#### Goal:
Copy out the material below, substituting "marker" for every occurrence of "keypoint" and keeping all else unchanged.

begin

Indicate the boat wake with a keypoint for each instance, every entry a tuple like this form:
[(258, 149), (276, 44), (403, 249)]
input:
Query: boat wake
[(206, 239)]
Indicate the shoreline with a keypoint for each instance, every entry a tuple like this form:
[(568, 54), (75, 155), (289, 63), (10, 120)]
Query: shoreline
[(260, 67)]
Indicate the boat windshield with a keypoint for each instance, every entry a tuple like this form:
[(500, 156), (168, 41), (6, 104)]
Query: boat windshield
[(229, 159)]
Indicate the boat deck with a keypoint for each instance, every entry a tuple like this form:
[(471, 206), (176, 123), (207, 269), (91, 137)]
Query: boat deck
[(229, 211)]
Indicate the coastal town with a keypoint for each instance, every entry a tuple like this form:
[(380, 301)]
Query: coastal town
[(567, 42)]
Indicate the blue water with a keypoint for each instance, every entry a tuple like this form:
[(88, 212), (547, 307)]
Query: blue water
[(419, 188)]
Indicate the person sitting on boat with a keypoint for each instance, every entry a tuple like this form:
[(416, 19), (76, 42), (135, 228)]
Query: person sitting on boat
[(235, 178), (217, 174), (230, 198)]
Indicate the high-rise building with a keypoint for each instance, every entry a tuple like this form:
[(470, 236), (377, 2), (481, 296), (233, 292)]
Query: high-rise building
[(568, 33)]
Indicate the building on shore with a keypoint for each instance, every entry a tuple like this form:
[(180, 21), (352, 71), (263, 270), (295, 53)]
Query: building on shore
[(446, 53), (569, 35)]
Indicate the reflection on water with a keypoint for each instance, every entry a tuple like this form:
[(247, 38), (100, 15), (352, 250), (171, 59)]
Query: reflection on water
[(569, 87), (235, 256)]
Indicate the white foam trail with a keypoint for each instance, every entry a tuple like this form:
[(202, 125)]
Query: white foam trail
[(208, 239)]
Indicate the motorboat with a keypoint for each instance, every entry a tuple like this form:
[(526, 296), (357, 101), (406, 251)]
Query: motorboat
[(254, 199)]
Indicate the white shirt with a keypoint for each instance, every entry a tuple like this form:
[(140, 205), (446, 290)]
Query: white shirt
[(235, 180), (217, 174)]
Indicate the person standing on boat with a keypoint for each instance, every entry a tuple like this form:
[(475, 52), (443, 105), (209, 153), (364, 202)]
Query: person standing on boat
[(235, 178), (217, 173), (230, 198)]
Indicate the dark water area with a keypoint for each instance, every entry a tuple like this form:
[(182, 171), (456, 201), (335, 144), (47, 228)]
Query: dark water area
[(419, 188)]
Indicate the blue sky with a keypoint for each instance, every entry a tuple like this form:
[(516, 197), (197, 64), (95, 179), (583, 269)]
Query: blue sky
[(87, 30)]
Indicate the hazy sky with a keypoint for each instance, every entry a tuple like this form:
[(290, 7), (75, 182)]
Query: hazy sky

end

#### Answer for this exercise:
Indicate the boat wake with a marker for each instance, every entry a tuple like this form:
[(258, 149), (276, 44), (403, 249)]
input:
Query: boat wake
[(206, 239)]
Indicate the shoreline with a marker for each instance, every entry a tuple like this form:
[(568, 54), (75, 155), (289, 63), (10, 120)]
Query: shoreline
[(260, 67)]
Indicate the boat windshield with a marker for each instance, every entry a tuple like this form:
[(500, 156), (168, 41), (6, 104)]
Query: boat windshield
[(229, 159)]
Indicate the boat deck with a marker for each instance, every entry a tuple like this form:
[(471, 206), (176, 123), (207, 269), (91, 137)]
Query: boat deck
[(229, 211)]
Indicate the coastal town with a marker for each instance, every entry a tuple like this form:
[(380, 301)]
Query: coastal town
[(567, 42)]
Indicate the blue water with a marker for each instance, every entry a tuple like this form:
[(88, 212), (547, 307)]
Query: blue water
[(419, 188)]
Indicate the person sitting on boat with a marker for each instance, every entry a tuple like this form:
[(416, 19), (76, 42), (135, 228)]
Query: person sitting on boat
[(235, 178), (217, 174), (230, 198)]
Indicate the high-rise building with a marker for each instance, every entry a tuple like this form:
[(470, 236), (377, 2), (481, 296), (233, 292)]
Query: high-rise building
[(568, 33)]
Indicate the building on shore with a marker for each instance, every entry a tuple like this form:
[(180, 21), (352, 71), (263, 270), (295, 53)]
Query: building on shore
[(446, 53), (569, 35)]
Indicate the reflection on water with a marker for each instance, every entry a tuple like this form:
[(247, 38), (100, 15), (352, 250), (171, 59)]
Query: reflection on water
[(569, 87), (235, 256)]
Indicate the white foam trail with a marker for each instance, every entry a tuple like this form:
[(202, 125)]
Query: white foam trail
[(208, 239)]
Indicate the motorboat with a marker for each instance, every entry a tuple like this form:
[(526, 296), (357, 101), (406, 251)]
Query: motorboat
[(254, 199)]
Indicate the white shirt with a marker for each instance, every entry a tuple like this form:
[(140, 205), (446, 290)]
Query: white shirt
[(235, 180), (217, 174)]
Indicate the person standing on boat with a marker for each instance, every entry a tuple like this form:
[(475, 52), (443, 105), (209, 153), (364, 202)]
Query: person standing on boat
[(235, 178), (217, 173), (230, 198)]
Indicate the dark water area with a marker for each instance, every entry a tuple like this form:
[(182, 171), (456, 201), (335, 144), (47, 228)]
Query: dark water area
[(419, 188)]
Indicate the blue sky with a marker for each instance, every entry a tuple like this form:
[(516, 197), (197, 64), (95, 179), (583, 269)]
Query: blue sky
[(87, 30)]
Indicate the hazy sky with a marker for each instance, every entry a tuple like this form:
[(290, 7), (75, 182)]
Query: hazy sky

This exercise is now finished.